§ DOCUMENTFRAGMENT
4. Exegese van 1 Tessalonicenzen 4:13-18
In dit gedeelte wordt op basis van het voorgaande 1 Tessalonicenzen 4:13-18 uitgelegd. Daarbij wordt een eigen vertaling gegeven. In vers 13 duidt Paulus kort de vraag aan die in de gemeente leefde. In vers 14 geeft hij antwoord op die vraag, terwijl hij in 15-17 zowel de vraag als zijn antwoord nader uitwerkt en toelicht. In vers 18 komt dit gedeelte tot een afronding.

1 Tessalonicenzen 4:13 Wij willen niet dat u onkundig bent, broeders, over hen die ontslapen. Er is geen reden voor u om bedroefd te zijn, zoals de anderen die geen hoop hebben.

De gangbare uitleg van deze tekst is dat Paulus in dit gedeelte nieuw onderwijs geeft, omdat na zijn vertrek er gemeenteleden waren overleden. Dat zou niet alleen diepe droefheid hebben veroorzaakt, maar ook vrees. Volgens de één hield die vrees in dat er voor de gestorven gelovigen bij de parousie geen hoop op het heil was. Ze kon ontstaan, omdat Paulus de opstanding niet had verkondigd47. In dat geval zou bij langer uitstel van de parousie hetzelfde lot de lezers kunnen treffen. Dat gaf ook vrees voor eigen heil48. Volgens een ander functioneerde na de sterfgevallen de boodschap van de opstanding niet meer49. Tegen deze uitleggingen kunnen de volgende argumenten worden ingebracht.

Ondanks de schijn van het tegendeel door 13a gaat het in 4:13-18 niet om nieuw onderwijs over de parousie. In aansluiting op het eschatologisch onderwijs dat hij gaf, gaat Paulus op de concrete vraag die leefde in. Het gaat in 4:13 niet om absolute hopeloosheid. Tegen gebrek aan hoop pleiten 1 Tessalonicenzen 1:3 en 5:8. Vers 13 gaat over hen die ontslapen. Er wordt niet gezegd dat er al gemeenteleden zijn overleden50. In dezelfde zin kan in 15-17 het spreken over hen die in Christus zijn gestorven worden verstaan. Paulus spreekt niet over het moment van de brief, maar over het tijdstip van de parousie. Dat maakt in wezen de vraag onbelangrijk of er in de gemeente van Tessalonica gelovigen overleden zijn als Paulus zijn eerste brief schrijft. Uit niets blijkt dat (eventuele) sterfgevallen vrees voor het heil van gestorven gelovigen opriepen. Als dat wel zo was geweest, had Paulus zijn lezers beter kunnen troosten met de gedachte dat de ontslapenen reeds met Christus zijn, zoals in Filippenzen 1:23 of met de opstanding. De Tessalonicenzen geloofden in de opstanding van de christenen. Dat blijkt hieruit dat Paulus in zijn antwoord in 4:14 deze opstanding niet noemt en in het vervolg in 16b slechts terloops. Dat is opmerkelijk na 14a, waarin het geloof in de opstanding van Christus wordt beleden.

§ OPDRACHT
Druk zonder wijzigingen een stuk van de exegese hierboven af. Begin bij de woorden "4. Exegese van" en stop na "geen hoop hebben.".

§ STUDIEMATERIAAL
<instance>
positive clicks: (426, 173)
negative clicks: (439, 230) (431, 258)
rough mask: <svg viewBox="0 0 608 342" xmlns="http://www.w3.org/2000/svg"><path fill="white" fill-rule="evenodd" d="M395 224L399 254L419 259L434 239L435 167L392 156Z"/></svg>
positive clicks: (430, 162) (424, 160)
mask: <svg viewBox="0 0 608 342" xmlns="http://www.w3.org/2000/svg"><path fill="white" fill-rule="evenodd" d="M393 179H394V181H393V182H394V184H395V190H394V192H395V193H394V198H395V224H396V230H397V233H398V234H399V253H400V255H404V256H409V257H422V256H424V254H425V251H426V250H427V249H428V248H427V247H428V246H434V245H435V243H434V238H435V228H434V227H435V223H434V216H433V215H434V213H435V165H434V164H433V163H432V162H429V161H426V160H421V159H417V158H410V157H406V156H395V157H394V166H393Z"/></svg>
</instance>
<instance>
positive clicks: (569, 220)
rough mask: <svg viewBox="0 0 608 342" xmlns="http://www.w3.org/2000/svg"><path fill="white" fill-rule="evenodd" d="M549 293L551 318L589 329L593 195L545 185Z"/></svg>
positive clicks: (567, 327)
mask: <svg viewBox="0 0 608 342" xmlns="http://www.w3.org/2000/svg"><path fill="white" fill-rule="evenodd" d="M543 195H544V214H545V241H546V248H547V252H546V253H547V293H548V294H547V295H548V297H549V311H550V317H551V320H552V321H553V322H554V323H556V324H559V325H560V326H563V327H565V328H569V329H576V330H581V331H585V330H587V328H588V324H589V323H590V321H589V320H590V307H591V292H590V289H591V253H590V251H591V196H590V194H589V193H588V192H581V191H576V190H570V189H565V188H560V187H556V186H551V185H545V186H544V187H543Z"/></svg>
* * *
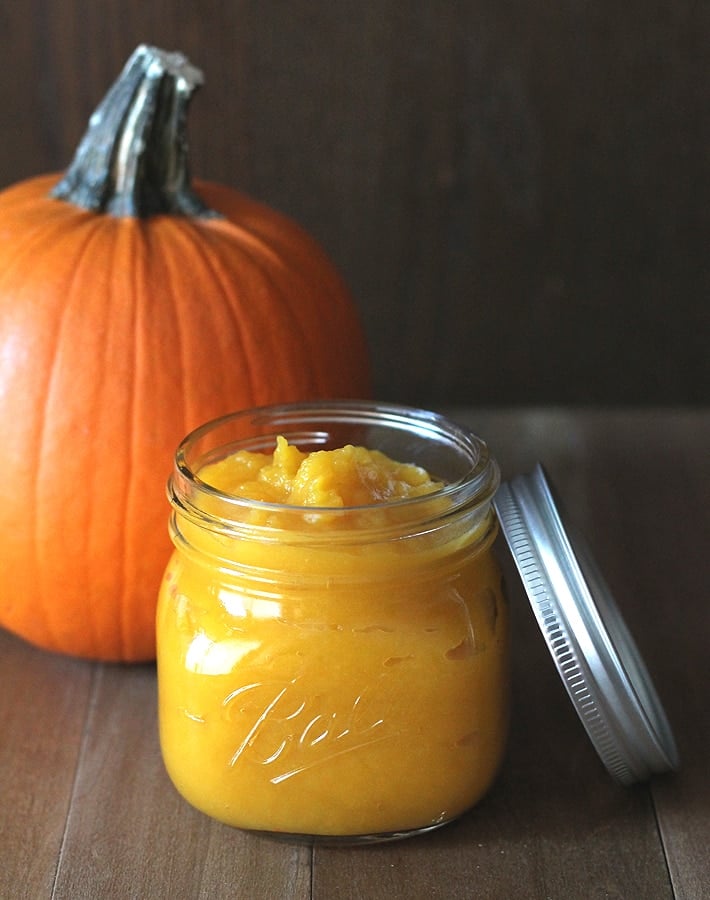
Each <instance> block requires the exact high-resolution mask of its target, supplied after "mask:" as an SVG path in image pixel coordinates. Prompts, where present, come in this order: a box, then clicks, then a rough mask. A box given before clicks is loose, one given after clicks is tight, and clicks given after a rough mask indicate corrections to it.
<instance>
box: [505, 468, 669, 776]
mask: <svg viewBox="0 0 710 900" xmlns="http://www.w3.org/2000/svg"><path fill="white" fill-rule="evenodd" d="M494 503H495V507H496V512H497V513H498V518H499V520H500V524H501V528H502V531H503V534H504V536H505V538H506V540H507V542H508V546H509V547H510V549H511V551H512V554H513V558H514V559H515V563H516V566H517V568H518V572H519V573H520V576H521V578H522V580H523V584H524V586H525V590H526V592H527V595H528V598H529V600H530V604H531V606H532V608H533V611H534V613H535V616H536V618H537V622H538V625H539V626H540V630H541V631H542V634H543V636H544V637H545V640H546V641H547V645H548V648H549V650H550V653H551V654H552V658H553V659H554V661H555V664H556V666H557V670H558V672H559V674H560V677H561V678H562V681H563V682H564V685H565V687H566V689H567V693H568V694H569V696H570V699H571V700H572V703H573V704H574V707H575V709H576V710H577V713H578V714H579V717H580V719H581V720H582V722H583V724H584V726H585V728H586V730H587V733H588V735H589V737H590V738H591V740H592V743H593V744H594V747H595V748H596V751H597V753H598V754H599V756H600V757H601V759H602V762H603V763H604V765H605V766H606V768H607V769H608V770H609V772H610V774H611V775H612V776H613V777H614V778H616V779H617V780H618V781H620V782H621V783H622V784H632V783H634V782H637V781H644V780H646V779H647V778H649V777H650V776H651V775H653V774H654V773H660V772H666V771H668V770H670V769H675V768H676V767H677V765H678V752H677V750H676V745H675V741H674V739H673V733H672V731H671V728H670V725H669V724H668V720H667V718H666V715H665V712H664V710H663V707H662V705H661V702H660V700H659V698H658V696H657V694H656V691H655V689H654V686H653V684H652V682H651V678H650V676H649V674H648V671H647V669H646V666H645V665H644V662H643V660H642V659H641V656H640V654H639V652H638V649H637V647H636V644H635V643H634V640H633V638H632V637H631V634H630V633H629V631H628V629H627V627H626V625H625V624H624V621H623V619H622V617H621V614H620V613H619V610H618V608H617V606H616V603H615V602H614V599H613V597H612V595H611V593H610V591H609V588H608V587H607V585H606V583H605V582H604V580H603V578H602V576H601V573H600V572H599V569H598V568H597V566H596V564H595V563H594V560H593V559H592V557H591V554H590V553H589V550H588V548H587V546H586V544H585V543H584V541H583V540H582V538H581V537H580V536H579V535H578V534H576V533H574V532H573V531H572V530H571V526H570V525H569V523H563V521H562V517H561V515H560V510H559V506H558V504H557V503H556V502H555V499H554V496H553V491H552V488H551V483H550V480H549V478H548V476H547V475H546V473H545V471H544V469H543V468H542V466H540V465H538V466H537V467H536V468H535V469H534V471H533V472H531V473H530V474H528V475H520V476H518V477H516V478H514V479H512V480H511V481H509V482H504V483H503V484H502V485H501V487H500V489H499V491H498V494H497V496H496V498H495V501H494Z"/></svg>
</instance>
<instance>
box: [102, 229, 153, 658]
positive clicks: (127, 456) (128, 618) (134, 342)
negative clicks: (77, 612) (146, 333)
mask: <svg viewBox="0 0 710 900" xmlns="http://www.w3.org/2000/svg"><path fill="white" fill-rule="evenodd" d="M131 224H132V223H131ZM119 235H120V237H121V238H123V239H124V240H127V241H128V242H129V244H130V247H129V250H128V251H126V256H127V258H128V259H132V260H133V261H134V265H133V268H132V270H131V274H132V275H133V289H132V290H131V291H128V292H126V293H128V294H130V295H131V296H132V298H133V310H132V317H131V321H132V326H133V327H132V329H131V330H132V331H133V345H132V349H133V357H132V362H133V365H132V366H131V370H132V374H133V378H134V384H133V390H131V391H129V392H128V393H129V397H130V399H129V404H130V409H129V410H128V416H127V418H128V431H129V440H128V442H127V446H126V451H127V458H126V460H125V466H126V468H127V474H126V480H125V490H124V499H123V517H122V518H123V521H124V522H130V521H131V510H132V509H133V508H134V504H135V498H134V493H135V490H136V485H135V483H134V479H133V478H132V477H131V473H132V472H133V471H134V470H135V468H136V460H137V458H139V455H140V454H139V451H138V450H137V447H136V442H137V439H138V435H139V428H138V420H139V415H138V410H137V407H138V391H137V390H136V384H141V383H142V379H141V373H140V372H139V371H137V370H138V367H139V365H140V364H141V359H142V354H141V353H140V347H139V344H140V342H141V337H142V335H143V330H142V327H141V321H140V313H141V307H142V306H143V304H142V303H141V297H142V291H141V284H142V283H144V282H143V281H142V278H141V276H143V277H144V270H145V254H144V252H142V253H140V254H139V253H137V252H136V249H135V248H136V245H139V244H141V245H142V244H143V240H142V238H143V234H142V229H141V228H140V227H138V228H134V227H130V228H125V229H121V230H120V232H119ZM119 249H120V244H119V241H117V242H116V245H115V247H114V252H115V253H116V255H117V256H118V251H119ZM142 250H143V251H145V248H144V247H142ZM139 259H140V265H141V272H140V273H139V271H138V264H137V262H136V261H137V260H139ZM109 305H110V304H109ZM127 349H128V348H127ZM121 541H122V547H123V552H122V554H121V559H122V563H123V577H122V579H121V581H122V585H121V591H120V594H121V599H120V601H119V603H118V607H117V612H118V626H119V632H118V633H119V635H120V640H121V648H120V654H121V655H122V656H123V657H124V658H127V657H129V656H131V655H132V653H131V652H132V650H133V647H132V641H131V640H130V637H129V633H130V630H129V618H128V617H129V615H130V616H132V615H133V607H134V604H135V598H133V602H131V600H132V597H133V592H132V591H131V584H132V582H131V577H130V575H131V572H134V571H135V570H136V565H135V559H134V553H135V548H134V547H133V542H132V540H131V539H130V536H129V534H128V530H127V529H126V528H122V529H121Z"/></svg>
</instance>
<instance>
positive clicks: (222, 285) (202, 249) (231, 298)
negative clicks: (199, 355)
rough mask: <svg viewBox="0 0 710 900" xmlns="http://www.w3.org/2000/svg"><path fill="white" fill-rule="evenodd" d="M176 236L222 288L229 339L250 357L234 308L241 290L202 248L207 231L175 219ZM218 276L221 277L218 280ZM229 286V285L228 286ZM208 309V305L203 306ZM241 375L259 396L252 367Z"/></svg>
==
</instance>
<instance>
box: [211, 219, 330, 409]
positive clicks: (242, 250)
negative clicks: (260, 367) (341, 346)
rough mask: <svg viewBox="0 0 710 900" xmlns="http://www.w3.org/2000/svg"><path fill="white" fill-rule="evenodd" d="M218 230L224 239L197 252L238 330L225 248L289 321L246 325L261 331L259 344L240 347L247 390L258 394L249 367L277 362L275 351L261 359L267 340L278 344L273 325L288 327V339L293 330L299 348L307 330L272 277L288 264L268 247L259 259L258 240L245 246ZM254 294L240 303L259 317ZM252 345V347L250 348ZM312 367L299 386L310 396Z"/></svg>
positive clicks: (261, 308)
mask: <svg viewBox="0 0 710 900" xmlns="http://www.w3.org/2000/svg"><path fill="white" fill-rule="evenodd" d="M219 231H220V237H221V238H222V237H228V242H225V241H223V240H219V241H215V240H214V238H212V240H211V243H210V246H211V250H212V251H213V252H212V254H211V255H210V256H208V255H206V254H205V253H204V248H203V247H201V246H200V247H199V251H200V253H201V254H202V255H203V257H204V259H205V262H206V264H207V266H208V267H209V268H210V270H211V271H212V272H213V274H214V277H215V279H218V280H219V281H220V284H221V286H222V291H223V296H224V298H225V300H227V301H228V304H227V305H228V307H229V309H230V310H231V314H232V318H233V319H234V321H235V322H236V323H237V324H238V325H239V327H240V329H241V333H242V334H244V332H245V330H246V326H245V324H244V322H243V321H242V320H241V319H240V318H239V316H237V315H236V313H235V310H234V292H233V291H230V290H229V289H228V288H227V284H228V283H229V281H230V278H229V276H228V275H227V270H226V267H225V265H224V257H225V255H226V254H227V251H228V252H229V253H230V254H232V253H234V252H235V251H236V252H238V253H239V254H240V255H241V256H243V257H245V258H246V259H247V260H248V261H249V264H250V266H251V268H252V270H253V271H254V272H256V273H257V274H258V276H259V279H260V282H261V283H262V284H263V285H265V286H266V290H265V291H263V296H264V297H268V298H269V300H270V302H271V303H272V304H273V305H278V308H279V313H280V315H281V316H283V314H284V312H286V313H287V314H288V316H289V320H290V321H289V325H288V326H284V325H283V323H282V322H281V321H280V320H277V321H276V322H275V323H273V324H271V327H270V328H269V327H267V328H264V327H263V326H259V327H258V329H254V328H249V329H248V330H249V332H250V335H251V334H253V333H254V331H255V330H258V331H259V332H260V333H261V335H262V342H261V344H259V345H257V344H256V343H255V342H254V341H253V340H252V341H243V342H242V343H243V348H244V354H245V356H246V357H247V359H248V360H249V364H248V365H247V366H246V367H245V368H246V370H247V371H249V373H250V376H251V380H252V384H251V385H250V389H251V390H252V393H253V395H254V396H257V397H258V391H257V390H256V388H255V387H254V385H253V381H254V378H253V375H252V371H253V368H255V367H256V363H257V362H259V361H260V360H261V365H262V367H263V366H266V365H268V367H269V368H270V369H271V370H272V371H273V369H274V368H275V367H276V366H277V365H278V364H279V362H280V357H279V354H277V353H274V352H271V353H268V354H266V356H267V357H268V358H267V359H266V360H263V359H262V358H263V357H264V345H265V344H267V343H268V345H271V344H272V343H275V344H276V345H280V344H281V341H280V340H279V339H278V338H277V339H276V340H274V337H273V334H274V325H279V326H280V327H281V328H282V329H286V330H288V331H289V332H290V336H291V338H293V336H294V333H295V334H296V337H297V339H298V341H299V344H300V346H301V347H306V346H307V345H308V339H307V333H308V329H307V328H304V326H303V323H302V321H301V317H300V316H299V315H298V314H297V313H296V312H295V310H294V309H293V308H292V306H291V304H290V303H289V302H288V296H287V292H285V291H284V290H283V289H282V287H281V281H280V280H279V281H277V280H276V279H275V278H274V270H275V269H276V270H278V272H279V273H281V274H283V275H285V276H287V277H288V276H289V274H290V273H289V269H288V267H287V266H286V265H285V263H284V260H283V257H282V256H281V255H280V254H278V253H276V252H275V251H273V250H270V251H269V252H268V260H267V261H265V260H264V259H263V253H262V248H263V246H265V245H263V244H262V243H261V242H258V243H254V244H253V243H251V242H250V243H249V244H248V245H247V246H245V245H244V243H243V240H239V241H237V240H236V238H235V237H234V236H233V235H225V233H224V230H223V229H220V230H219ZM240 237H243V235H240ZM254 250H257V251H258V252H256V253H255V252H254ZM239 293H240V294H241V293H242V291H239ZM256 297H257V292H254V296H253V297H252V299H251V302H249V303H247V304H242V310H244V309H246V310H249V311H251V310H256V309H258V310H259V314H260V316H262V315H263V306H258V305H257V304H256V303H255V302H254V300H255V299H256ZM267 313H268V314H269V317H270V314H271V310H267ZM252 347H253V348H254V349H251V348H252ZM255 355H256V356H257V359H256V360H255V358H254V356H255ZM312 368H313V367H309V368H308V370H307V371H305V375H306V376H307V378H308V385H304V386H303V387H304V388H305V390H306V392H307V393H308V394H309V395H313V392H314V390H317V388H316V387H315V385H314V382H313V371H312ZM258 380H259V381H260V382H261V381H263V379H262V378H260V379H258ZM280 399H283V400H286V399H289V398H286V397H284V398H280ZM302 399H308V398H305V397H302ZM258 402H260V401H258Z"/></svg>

§ ANTWOORD HIERONDER
4. Exegese van 1 Tessalonicenzen 4:13-18
In dit gedeelte wordt op basis van het voorgaande 1 Tessalonicenzen 4:13-18 uitgelegd. Daarbij wordt een eigen vertaling gegeven. In vers 13 duidt Paulus kort de vraag aan die in de gemeente leefde. In vers 14 geeft hij antwoord op die vraag, terwijl hij in 15-17 zowel de vraag als zijn antwoord nader uitwerkt en toelicht. In vers 18 komt dit gedeelte tot een afronding.

1 Tessalonicenzen 4:13 Wij willen niet dat u onkundig bent, broeders, over hen die ontslapen. Er is geen reden voor u om bedroefd te zijn, zoals de anderen die geen hoop hebben.